**** DATA SUPPLIED ****

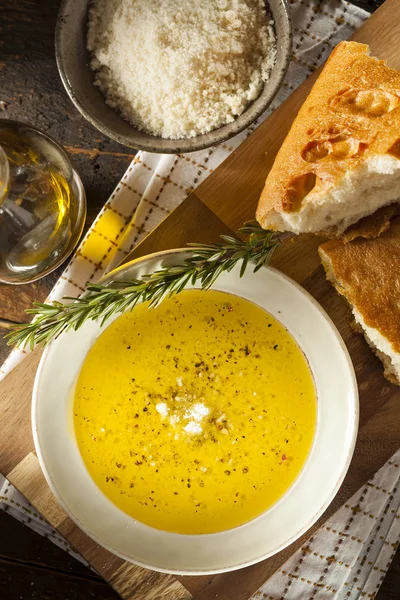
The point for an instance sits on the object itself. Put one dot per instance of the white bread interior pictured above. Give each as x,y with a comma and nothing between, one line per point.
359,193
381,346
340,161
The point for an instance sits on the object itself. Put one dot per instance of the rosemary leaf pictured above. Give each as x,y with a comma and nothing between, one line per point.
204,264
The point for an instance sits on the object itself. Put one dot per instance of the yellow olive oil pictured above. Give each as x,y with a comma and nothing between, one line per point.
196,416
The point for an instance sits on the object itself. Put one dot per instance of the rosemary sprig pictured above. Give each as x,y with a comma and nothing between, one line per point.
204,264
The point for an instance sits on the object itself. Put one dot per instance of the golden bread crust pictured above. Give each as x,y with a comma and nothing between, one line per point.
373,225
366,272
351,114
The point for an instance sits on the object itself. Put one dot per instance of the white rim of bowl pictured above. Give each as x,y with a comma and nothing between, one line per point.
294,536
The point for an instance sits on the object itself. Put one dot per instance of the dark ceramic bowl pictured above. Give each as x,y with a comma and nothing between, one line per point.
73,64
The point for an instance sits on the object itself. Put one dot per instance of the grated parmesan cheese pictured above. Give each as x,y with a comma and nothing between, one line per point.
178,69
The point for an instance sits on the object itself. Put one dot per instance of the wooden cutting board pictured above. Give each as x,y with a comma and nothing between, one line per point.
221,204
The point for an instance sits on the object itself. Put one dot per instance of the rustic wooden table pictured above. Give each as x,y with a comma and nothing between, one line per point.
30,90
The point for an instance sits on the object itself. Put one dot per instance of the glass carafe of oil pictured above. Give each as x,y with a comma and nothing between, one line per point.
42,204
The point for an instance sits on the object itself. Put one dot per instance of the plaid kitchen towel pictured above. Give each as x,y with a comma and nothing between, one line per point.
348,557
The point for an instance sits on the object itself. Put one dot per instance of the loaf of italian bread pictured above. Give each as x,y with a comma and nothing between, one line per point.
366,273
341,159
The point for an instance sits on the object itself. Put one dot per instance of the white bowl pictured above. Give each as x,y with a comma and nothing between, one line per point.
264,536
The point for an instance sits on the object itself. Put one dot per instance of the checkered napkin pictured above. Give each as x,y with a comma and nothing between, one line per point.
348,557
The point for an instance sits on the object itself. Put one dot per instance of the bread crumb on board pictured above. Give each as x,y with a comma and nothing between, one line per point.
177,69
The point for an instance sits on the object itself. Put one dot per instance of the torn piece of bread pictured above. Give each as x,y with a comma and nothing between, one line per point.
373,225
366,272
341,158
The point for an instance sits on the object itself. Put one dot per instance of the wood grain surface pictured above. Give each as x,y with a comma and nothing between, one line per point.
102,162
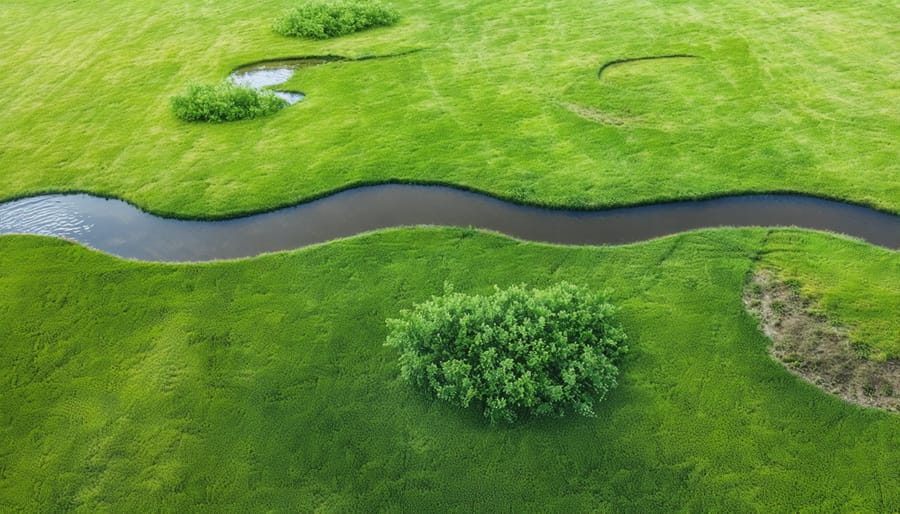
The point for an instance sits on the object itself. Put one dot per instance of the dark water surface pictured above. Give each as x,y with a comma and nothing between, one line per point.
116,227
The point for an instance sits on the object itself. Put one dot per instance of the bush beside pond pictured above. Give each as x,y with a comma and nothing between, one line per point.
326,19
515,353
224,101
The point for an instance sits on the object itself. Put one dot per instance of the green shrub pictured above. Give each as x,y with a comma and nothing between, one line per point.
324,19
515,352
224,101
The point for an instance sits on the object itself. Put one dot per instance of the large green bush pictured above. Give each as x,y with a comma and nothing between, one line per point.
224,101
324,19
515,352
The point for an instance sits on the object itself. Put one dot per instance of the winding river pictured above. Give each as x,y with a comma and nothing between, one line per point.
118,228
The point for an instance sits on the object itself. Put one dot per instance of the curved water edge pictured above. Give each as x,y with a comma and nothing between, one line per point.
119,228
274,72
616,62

****

GOAL:
Multiply by 2.3 every coordinate in the answers across the stretch from the line that contains "of the green" through the end of the records, rounding each result to a whole number with halves rounded up. Write out every line of that stretch again, with all other lines left unchanged.

COMPLETED TASK:
The point for an instance sits on the object itself. Put one dot per instance of the green shrub pictured above. Give each as x,y with a comma and nothing between, one line per point.
745,44
1185,810
515,232
The point for an instance sits on the object itself. Put one dot per instance of the large green bush pictured above. Give each as x,y with a comma and nothing between, one line per point.
515,232
745,44
1185,810
The point for an instance sits on the object itself. Put one dot per instance of the winding river pictured above. Give each as x,y with a comma and nothing between, one line per point.
271,524
The point for an instance sits on the object itself. Put one dot per instance of the curved water edge pictured above. Give each as x,y with a comma and nothing between, one line per point.
274,524
630,166
1417,143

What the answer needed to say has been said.